Set task 1 - Print the excerpt on short sales and sales free and clear of liens word for word, from its first sentence to its last.

— Begin Excerpt provided —

Short sales are typically done with consent of secured lender.  It is possible, however, that debtor can successfully “value” undersecured lender’s secured claim in an amount equal to the value of the property, and secure court authority over lender’s objection to sell for the value of the property, leaving a deficiency for the secured lender. 

Nothing in bankruptcy precludes the secured lender from pursuing recovery of its deficiency claim from unencumbered assets of estate, or guarantors. 

A sale free and clear of liens will not immunize the purchaser from liabilities that run with the land or that are imposed on the owner of real property, such as environmental obligations.   Thus, easements, declarations, rights of way, plats, PUDS, etc., generally survive sale.  In Banning Lewis Ranch Corp. bankruptcy case, litigation is pending over whether sale can occur free of obligations imposed under annexation agreement. 

Notwithstanding court approval, purchaser may be at risk as to some creditors’ claims:  (i) present creditors without notice or knowledge of sale; (ii) future creditors if purchaser is determined to be “successor” under “product line liability” analysis adopted by certain courts:  (a) creditors’ remedies against seller have been effectively terminated by sale; (b) purchaser continues to manufacture same product lines under same product names; (c) purchaser continues to use seller’s corporate name or identify; and (d) purchaser represents to public that it is an ongoing enterprise. 

Courts will typically authorize sale free and clear of liens, with liens attaching to sales proceeds, upon notice to all creditors claiming secured interest.

A sale free and clear of liens will not immunize the purchaser from liabilities that run with the land or that are imposed on the owner of real property, such as environmental obligations. 

While caselaw is much less extensive, it is reasonable to assume courts would analyze successor liability concerns in a fashion similar to that applied in bankruptcy proceedings.

Because receivership proceeding is typically initiated by, and therefore for the benefit of, a secured creditor, courts will not be concerned if no proceeds are available for other creditor constituencies. 

Short sales are done with lender’s consent.  It is unlikely that court would approve sale over lender’s objection.

— End Excerpt provided —

Set task 2 - Output these lines of the records verbatim, starting at the very first line of the records and stopping after the line that contains "183], [80, 185]]". Include both of those lines and nothing else.

— Begin Stored data —

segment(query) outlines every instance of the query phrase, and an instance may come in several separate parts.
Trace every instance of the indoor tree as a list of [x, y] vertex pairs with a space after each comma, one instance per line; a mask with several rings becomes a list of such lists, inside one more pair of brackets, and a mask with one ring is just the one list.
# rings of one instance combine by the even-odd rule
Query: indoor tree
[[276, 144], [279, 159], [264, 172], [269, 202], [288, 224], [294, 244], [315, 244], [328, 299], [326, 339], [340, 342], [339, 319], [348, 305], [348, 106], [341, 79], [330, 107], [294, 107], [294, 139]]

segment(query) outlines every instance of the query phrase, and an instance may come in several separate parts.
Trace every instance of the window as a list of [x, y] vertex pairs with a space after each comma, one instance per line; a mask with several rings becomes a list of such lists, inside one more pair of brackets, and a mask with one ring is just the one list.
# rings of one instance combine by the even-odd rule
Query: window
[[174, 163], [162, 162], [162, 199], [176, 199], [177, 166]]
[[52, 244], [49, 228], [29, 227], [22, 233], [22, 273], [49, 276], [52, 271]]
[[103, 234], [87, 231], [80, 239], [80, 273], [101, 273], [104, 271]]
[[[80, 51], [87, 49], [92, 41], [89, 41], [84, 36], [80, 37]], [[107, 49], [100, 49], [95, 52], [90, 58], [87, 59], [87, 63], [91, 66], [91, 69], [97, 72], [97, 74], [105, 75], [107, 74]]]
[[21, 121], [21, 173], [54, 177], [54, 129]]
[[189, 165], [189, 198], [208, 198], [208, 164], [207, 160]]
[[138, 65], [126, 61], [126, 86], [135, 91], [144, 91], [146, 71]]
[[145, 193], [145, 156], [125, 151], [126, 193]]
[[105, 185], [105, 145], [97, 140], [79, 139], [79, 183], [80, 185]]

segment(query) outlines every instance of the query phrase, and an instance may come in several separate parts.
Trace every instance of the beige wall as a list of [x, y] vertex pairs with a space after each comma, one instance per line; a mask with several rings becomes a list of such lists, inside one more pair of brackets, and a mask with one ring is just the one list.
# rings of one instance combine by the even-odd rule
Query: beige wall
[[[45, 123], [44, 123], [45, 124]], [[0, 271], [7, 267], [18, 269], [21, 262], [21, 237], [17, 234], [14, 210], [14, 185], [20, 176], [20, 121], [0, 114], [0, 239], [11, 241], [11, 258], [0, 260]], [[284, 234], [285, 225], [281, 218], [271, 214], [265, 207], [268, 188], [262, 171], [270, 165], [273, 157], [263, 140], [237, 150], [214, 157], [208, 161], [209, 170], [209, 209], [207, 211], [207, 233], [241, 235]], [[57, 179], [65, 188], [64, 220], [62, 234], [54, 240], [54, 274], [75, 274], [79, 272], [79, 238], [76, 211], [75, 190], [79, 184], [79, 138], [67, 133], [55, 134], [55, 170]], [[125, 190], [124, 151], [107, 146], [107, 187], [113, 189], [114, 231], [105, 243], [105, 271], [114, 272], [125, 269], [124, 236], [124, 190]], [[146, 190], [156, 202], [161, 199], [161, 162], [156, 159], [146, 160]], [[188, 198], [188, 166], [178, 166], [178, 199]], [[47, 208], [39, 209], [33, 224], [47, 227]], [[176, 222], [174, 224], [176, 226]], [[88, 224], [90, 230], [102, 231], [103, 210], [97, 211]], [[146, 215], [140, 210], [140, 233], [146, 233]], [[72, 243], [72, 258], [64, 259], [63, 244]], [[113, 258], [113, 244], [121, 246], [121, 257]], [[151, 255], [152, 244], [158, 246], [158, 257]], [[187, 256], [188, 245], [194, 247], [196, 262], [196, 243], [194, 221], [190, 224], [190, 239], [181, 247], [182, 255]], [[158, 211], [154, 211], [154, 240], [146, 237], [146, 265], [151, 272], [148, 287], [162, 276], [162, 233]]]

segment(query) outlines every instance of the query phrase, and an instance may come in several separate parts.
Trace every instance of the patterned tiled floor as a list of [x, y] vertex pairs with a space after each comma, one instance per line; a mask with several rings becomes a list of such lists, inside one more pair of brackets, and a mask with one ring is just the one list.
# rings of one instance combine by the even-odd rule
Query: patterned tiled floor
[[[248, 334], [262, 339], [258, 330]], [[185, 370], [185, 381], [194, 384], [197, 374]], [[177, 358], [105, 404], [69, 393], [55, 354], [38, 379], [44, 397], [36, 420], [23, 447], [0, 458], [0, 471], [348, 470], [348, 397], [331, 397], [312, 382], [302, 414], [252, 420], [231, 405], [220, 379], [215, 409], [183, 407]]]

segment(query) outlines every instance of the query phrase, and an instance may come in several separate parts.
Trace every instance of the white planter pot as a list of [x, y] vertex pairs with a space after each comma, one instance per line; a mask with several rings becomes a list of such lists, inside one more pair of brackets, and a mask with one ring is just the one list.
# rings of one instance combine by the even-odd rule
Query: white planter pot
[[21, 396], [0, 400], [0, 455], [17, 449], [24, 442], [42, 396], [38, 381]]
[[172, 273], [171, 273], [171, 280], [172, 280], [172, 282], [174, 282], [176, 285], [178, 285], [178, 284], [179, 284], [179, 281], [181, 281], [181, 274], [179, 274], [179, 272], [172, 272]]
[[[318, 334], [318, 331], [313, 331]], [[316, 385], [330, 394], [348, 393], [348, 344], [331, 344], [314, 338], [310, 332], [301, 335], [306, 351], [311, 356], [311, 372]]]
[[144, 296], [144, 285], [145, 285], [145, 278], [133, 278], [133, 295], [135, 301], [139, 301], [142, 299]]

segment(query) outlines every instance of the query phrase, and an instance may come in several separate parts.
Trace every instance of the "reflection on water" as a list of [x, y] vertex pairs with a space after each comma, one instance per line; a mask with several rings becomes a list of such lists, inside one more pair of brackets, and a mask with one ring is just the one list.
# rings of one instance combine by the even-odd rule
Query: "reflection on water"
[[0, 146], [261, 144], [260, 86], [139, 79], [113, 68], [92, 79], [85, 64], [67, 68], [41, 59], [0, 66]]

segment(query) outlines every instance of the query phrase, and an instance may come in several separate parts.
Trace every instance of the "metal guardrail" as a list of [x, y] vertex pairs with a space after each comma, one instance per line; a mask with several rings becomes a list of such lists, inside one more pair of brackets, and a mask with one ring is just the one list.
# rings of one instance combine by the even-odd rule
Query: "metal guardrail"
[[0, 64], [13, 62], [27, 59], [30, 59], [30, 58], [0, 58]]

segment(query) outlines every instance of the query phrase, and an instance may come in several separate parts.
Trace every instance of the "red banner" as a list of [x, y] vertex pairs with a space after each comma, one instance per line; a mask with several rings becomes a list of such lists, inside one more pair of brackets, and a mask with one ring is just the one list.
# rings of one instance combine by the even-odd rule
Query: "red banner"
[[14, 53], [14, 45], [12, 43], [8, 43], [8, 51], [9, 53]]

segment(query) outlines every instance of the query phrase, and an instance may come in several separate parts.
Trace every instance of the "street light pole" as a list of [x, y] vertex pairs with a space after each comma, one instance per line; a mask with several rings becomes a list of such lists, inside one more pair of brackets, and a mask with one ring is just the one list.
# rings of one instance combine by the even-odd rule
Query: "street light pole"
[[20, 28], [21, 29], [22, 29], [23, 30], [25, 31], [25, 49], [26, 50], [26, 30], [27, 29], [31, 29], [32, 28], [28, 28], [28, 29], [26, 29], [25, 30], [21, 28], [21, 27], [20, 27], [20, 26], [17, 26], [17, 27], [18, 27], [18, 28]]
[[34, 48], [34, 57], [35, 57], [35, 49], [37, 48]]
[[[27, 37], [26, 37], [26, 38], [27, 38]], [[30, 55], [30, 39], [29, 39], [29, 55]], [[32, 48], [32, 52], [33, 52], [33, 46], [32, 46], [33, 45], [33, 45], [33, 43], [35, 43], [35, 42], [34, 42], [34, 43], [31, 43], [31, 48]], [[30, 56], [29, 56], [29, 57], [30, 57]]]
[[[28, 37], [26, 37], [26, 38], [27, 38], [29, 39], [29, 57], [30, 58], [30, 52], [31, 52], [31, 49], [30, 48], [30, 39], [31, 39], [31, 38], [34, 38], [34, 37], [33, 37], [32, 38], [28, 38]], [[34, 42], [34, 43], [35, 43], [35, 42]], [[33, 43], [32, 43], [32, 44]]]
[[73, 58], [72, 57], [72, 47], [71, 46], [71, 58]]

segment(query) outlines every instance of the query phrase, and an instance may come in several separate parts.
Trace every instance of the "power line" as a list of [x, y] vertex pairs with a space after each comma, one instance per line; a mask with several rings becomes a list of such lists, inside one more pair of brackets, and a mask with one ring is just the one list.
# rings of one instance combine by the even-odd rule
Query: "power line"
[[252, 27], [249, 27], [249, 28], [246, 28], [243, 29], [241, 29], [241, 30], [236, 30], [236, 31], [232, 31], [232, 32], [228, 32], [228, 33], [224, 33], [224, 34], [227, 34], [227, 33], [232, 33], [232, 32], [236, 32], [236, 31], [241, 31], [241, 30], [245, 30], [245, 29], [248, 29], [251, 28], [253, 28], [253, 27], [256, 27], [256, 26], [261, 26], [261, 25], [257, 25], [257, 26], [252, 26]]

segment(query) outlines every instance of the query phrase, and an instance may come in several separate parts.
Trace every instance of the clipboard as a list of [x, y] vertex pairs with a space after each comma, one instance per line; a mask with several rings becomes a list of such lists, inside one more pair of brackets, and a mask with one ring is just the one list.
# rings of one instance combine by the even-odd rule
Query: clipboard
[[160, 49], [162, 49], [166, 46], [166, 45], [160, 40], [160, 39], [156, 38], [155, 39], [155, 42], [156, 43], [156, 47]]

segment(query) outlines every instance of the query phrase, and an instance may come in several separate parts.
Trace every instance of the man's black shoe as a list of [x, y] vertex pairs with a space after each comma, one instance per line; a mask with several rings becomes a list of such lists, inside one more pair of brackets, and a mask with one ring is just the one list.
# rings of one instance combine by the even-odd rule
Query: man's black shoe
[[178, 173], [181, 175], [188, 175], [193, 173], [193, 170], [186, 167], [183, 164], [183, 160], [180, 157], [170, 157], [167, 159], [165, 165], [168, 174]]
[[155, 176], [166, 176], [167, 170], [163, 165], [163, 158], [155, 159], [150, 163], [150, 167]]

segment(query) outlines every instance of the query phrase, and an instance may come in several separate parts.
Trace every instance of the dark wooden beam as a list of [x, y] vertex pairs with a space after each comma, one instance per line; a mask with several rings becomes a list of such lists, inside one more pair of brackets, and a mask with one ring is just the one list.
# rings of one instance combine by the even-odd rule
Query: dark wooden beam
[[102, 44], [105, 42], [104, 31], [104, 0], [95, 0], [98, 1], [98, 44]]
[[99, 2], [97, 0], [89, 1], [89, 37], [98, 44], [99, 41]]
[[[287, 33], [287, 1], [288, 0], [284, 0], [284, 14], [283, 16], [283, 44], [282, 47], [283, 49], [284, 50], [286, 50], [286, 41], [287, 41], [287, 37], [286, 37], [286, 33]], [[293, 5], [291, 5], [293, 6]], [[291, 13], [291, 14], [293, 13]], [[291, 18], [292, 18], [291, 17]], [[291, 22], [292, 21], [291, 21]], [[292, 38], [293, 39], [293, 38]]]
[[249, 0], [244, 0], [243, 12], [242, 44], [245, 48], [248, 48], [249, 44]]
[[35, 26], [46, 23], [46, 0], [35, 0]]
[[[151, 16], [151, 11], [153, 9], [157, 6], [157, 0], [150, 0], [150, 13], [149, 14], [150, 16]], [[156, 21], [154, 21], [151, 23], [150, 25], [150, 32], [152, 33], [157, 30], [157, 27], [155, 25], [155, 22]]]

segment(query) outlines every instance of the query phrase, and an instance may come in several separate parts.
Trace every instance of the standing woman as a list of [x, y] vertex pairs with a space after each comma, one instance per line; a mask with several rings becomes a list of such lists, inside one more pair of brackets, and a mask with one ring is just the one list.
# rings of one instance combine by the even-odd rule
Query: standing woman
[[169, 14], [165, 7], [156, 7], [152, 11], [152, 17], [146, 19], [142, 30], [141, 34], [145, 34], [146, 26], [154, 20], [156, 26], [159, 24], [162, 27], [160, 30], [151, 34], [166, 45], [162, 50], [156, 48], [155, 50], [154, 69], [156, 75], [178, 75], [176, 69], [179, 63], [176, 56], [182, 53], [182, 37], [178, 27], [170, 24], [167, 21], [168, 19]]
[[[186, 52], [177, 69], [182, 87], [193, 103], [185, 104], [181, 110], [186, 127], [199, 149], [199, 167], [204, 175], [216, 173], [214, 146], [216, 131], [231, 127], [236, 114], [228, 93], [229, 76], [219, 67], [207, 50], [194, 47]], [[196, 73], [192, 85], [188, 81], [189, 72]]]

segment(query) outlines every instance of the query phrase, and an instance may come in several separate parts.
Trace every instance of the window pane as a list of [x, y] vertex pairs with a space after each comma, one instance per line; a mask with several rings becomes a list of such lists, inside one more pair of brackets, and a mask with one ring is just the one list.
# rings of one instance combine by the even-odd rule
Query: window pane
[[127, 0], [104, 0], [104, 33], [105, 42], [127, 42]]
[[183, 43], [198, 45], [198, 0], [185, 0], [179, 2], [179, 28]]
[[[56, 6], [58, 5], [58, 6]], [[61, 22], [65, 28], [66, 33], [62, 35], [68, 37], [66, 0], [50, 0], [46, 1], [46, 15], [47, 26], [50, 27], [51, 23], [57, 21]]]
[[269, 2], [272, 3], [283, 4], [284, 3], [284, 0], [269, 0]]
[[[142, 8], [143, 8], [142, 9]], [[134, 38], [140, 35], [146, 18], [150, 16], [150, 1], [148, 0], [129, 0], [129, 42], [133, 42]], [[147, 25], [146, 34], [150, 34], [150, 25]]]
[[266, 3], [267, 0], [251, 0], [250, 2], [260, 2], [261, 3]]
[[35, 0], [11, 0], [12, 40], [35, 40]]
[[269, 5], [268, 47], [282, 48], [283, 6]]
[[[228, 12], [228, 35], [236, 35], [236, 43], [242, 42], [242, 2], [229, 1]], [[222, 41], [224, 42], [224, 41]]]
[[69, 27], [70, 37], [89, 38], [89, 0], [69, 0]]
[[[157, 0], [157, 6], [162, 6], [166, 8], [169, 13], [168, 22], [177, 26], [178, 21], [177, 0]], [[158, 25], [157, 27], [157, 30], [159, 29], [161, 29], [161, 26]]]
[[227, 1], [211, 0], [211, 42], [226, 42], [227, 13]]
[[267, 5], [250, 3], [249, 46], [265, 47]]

— End Stored data —

Written solution 1 -
Short sales are typically done with consent of secured lender.  It is possible, however, that debtor can successfully “value” undersecured lender’s secured claim in an amount equal to the value of the property, and secure court authority over lender’s objection to sell for the value of the property, leaving a deficiency for the secured lender. 

Nothing in bankruptcy precludes the secured lender from pursuing recovery of its deficiency claim from unencumbered assets of estate, or guarantors. 

A sale free and clear of liens will not immunize the purchaser from liabilities that run with the land or that are imposed on the owner of real property, such as environmental obligations.   Thus, easements, declarations, rights of way, plats, PUDS, etc., generally survive sale.  In Banning Lewis Ranch Corp. bankruptcy case, litigation is pending over whether sale can occur free of obligations imposed under annexation agreement. 

Notwithstanding court approval, purchaser may be at risk as to some creditors’ claims:  (i) present creditors without notice or knowledge of sale; (ii) future creditors if purchaser is determined to be “successor” under “product line liability” analysis adopted by certain courts:  (a) creditors’ remedies against seller have been effectively terminated by sale; (b) purchaser continues to manufacture same product lines under same product names; (c) purchaser continues to use seller’s corporate name or identify; and (d) purchaser represents to public that it is an ongoing enterprise. 

Courts will typically authorize sale free and clear of liens, with liens attaching to sales proceeds, upon notice to all creditors claiming secured interest.

A sale free and clear of liens will not immunize the purchaser from liabilities that run with the land or that are imposed on the owner of real property, such as environmental obligations. 

While caselaw is much less extensive, it is reasonable to assume courts would analyze successor liability concerns in a fashion similar to that applied in bankruptcy proceedings.

Because receivership proceeding is typically initiated by, and therefore for the benefit of, a secured creditor, courts will not be concerned if no proceeds are available for other creditor constituencies. 

Short sales are done with lender’s consent.  It is unlikely that court would approve sale over lender’s objection.

Written solution 2 -
segment(query) outlines every instance of the query phrase, and an instance may come in several separate parts.
Trace every instance of the indoor tree as a list of [x, y] vertex pairs with a space after each comma, one instance per line; a mask with several rings becomes a list of such lists, inside one more pair of brackets, and a mask with one ring is just the one list.
# rings of one instance combine by the even-odd rule
Query: indoor tree
[[276, 144], [279, 159], [264, 172], [269, 202], [288, 224], [294, 244], [315, 244], [328, 299], [326, 339], [340, 342], [339, 319], [348, 305], [348, 106], [341, 79], [330, 107], [294, 107], [294, 139]]

segment(query) outlines every instance of the query phrase, and an instance may come in several separate parts.
Trace every instance of the window as a list of [x, y] vertex pairs with a space after each comma, one instance per line; a mask with several rings becomes a list of such lists, inside one more pair of brackets, and a mask with one ring is just the one list.
# rings of one instance combine by the even-odd rule
Query: window
[[174, 163], [162, 162], [162, 199], [176, 199], [177, 166]]
[[52, 244], [49, 228], [29, 227], [22, 233], [22, 273], [49, 276], [52, 271]]
[[103, 234], [87, 231], [80, 239], [80, 273], [101, 273], [104, 271]]
[[[80, 51], [87, 49], [92, 41], [89, 41], [84, 36], [80, 37]], [[107, 49], [100, 49], [95, 52], [90, 58], [87, 59], [87, 63], [91, 66], [91, 69], [97, 72], [97, 74], [105, 75], [107, 74]]]
[[21, 121], [21, 173], [54, 177], [54, 129]]
[[189, 165], [189, 198], [208, 198], [208, 164], [207, 160]]
[[138, 65], [126, 61], [126, 86], [135, 91], [144, 91], [146, 71]]
[[145, 193], [145, 156], [125, 151], [126, 193]]
[[105, 185], [105, 145], [97, 140], [79, 139], [79, 183], [80, 185]]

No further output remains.